Arbeitsauftrag:
Gib den folgenden Kommentar zum verlängerten Lockdown vollständig und Wort für Wort unverändert aus.

Die kleinen Hilfen unterschätzt
Deutschland bleibt im Lockdown – ein Überraschung ist das nicht. Es war absehbar, dass sich Kanzlerin Angela Merkel und die Ministerpräsidenten nicht auf Lockerungen verständigen werden, wenn die Zahl der Neuinfektionen immer noch hoch ist und mutierte, noch aggressivere Viren im Umlauf sind. Die Regierungschefs setzen weitgehend auf die mehr oder weniger bewährten Mittel im Kampf gegen die Corona-Pandemie – Kontaktbeschränkungen, geschlossene Geschäfte, noch mehr Homeoffice, medizinische Masken und Abstand. Über den Schulunterricht wurde wie gehabt gestritten. Immerhin erschien es der Runde nicht notwendig, die Einschränkungen drastisch zu verschärfen. Das ist die gute Nachricht des Tages.
Vielen Schülern und deren Eltern dürfte es aber derzeit schwerfallen, noch irgendetwas positiv zu sehen. Die Wissenslücken durch den Fernunterricht werden trotz aller Mühen Tag für Tag größer. Auch für Einzelhändler und Selbstständige, die zum Teil durch das Raster der Hilfen fallen, ist es kein Trost, dass der Lockdown zunächst bis zum 14. Februar befristet ist. Denn der Glaube an eine normalere Zukunft wird mit jeder weiteren Verlängerung der Beschränkungen auf eine harte Probe gestellt.

Bereitgestellte Daten:
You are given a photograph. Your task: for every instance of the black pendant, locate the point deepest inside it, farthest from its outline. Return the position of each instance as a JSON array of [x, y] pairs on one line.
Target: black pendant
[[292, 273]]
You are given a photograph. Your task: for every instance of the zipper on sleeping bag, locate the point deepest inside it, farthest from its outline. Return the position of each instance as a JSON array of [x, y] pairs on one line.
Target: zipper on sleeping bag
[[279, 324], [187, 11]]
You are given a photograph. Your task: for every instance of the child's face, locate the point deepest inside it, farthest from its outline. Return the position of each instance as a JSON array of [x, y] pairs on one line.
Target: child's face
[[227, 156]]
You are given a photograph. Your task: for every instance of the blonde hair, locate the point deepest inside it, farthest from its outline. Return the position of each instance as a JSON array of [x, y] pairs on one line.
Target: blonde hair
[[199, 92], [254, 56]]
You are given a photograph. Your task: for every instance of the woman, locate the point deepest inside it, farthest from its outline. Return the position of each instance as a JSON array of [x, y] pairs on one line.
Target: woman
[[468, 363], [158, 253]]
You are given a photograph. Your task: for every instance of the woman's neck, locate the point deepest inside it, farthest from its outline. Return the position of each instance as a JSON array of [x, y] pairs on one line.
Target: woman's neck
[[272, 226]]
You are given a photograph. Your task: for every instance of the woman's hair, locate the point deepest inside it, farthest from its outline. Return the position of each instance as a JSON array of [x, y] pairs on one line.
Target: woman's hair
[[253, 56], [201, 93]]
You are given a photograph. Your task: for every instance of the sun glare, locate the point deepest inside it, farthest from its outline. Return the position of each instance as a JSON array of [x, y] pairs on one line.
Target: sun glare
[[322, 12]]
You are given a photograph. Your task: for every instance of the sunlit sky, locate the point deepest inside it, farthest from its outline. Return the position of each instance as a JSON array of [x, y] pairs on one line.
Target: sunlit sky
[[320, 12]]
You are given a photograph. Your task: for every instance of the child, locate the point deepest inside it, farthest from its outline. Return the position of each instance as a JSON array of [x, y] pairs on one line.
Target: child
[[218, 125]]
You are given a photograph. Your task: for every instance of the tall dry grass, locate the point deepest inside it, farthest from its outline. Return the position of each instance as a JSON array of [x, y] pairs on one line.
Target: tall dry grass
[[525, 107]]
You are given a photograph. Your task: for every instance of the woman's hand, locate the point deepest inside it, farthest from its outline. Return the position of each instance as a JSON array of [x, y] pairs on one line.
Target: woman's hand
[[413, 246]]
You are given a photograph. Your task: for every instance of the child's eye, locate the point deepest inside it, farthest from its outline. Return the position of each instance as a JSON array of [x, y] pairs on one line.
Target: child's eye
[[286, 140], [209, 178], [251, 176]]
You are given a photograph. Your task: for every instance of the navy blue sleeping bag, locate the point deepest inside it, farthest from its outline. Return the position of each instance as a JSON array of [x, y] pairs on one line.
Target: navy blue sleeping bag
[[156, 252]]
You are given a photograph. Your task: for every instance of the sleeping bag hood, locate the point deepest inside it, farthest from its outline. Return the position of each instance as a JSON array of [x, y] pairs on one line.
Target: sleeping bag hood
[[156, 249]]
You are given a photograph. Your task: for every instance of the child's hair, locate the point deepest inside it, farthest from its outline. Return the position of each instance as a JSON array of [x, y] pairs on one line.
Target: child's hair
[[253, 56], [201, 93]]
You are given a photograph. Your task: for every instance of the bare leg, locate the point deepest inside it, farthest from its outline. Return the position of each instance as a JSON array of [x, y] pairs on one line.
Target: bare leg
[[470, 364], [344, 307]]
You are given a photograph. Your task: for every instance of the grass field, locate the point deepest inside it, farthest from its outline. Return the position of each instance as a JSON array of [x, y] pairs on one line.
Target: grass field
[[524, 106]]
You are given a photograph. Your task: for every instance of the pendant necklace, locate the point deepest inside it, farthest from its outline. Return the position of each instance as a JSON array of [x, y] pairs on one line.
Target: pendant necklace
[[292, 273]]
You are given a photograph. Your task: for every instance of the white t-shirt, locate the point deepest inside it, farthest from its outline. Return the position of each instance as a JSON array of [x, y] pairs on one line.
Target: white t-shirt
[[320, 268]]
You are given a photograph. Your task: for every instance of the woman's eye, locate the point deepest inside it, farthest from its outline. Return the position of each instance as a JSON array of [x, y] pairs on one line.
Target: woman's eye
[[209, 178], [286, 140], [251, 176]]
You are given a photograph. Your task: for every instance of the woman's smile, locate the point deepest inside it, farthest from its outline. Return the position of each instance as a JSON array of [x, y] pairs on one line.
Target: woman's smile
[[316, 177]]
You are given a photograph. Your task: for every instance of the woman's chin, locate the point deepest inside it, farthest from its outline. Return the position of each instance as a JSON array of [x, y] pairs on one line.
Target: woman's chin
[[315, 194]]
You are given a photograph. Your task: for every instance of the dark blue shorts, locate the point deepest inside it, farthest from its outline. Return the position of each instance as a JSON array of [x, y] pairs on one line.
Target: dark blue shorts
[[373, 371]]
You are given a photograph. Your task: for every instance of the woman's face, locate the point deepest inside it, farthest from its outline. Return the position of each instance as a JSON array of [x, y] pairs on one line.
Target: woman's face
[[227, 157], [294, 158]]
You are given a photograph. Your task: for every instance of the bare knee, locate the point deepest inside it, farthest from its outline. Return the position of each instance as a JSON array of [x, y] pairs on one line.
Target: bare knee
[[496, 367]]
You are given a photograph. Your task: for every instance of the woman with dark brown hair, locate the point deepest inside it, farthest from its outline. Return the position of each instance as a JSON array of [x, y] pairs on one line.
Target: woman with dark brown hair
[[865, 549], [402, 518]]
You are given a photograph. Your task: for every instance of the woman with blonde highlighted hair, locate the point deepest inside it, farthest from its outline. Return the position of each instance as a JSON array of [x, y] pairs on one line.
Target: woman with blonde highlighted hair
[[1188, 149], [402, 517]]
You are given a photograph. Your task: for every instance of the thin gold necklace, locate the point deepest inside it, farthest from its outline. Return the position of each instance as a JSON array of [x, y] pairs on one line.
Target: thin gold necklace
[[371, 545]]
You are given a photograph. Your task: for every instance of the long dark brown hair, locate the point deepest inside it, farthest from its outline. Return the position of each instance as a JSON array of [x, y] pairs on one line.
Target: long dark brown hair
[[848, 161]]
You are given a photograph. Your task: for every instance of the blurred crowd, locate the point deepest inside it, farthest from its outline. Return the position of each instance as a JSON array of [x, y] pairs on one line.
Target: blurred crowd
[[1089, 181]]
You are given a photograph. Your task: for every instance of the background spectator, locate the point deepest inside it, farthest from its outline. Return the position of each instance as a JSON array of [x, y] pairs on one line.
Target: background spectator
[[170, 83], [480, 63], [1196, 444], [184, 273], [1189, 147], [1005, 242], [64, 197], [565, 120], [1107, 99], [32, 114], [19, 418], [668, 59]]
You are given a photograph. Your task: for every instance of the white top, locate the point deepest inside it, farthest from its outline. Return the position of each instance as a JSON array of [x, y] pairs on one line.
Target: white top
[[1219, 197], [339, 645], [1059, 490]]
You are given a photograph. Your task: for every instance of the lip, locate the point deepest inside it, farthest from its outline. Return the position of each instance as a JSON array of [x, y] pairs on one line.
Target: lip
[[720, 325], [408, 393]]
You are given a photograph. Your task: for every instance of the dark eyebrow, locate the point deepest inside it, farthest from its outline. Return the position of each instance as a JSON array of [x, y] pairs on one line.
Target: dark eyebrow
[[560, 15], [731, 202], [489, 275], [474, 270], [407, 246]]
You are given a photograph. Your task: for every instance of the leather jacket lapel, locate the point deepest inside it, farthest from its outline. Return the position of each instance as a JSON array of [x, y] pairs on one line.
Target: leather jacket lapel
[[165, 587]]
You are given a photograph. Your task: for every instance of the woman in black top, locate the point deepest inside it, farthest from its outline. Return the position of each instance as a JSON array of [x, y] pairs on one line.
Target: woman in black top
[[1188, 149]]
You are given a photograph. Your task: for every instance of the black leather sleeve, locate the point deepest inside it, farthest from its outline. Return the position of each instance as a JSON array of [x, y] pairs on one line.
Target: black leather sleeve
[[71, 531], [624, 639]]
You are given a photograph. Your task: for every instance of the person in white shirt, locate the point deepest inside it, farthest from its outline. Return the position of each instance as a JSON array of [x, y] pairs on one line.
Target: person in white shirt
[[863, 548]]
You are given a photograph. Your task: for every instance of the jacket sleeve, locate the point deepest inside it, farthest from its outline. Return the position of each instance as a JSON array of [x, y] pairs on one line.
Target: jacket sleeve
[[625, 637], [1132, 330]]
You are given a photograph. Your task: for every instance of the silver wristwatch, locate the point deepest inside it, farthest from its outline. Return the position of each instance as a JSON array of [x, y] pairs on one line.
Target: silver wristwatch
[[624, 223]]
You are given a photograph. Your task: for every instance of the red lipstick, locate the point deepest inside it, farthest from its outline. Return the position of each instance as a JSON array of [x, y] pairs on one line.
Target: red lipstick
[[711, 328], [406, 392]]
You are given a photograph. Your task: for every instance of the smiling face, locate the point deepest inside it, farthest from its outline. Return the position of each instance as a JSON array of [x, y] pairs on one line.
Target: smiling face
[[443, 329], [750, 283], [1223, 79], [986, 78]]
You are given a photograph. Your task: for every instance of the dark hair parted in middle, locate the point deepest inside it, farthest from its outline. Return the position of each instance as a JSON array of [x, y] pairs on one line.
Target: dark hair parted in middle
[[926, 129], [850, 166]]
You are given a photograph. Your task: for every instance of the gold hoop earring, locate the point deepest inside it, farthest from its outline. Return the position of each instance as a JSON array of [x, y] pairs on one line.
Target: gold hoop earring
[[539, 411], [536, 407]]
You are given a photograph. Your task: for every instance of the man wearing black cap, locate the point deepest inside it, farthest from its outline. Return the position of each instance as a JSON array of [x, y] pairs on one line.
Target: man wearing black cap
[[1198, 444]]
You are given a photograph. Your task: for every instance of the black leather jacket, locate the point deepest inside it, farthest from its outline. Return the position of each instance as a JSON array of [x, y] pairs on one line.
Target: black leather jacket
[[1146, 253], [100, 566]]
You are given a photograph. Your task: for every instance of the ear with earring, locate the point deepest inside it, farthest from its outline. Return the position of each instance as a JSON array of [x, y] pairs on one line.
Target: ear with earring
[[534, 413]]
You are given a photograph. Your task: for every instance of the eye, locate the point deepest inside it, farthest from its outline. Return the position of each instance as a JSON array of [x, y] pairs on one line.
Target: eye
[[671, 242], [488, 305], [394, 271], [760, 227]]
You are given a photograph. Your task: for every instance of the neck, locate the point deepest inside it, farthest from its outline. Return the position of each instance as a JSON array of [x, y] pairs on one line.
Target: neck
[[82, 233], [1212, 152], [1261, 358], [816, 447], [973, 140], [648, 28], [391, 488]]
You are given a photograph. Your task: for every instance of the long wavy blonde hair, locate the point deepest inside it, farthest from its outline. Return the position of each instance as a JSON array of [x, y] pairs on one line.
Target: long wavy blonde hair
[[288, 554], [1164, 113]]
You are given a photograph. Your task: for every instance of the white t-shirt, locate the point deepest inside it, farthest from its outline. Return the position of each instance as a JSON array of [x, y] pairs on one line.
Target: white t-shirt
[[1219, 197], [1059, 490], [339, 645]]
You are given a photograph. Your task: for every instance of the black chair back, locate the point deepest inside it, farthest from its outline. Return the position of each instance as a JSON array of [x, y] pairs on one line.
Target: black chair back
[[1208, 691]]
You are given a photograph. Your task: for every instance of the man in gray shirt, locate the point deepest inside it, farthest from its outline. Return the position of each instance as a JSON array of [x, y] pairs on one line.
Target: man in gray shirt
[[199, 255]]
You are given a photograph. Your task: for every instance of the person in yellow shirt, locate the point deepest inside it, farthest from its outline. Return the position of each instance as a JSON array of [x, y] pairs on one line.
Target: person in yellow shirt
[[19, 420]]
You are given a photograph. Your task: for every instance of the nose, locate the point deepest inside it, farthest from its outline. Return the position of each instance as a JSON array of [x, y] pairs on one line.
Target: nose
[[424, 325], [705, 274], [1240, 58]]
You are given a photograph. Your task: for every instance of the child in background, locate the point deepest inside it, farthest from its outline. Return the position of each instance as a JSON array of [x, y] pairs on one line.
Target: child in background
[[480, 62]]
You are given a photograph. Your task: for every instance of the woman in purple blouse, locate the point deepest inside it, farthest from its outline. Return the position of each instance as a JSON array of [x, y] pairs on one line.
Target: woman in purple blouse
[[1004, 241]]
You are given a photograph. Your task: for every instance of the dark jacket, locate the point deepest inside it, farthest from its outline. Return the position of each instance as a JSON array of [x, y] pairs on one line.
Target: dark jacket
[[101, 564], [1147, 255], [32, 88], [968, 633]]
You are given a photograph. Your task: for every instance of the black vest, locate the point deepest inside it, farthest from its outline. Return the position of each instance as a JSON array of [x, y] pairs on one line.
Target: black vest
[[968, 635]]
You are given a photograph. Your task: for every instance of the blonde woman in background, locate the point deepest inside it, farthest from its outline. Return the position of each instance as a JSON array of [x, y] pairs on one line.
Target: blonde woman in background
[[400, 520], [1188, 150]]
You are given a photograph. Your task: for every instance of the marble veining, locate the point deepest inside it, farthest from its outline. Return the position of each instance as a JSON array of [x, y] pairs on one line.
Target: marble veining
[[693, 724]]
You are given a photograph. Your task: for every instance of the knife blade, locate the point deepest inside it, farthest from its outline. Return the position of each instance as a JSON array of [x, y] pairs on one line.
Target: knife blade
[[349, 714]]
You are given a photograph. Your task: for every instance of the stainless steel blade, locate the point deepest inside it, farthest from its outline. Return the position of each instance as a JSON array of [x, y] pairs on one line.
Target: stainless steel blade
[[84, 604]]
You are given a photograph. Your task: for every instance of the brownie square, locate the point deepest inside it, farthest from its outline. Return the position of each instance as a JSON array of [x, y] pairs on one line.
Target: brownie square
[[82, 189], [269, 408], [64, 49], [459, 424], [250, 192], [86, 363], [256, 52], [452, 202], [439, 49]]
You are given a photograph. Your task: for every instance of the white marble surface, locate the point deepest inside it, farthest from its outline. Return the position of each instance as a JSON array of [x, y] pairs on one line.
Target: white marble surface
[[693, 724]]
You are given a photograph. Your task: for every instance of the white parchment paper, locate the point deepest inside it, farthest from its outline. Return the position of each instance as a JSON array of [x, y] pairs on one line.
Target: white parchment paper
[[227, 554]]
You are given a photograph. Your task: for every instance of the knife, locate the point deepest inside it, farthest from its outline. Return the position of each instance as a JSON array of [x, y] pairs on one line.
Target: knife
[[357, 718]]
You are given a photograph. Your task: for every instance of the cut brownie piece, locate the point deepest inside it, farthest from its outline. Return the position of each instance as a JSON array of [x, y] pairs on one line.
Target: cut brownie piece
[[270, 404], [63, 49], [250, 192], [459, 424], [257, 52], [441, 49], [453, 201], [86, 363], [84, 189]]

Schriftliche Antwort:
Die kleinen Hilfen unterschätzt
Deutschland bleibt im Lockdown – ein Überraschung ist das nicht. Es war absehbar, dass sich Kanzlerin Angela Merkel und die Ministerpräsidenten nicht auf Lockerungen verständigen werden, wenn die Zahl der Neuinfektionen immer noch hoch ist und mutierte, noch aggressivere Viren im Umlauf sind. Die Regierungschefs setzen weitgehend auf die mehr oder weniger bewährten Mittel im Kampf gegen die Corona-Pandemie – Kontaktbeschränkungen, geschlossene Geschäfte, noch mehr Homeoffice, medizinische Masken und Abstand. Über den Schulunterricht wurde wie gehabt gestritten. Immerhin erschien es der Runde nicht notwendig, die Einschränkungen drastisch zu verschärfen. Das ist die gute Nachricht des Tages.
Vielen Schülern und deren Eltern dürfte es aber derzeit schwerfallen, noch irgendetwas positiv zu sehen. Die Wissenslücken durch den Fernunterricht werden trotz aller Mühen Tag für Tag größer. Auch für Einzelhändler und Selbstständige, die zum Teil durch das Raster der Hilfen fallen, ist es kein Trost, dass der Lockdown zunächst bis zum 14. Februar befristet ist. Denn der Glaube an eine normalere Zukunft wird mit jeder weiteren Verlängerung der Beschränkungen auf eine harte Probe gestellt.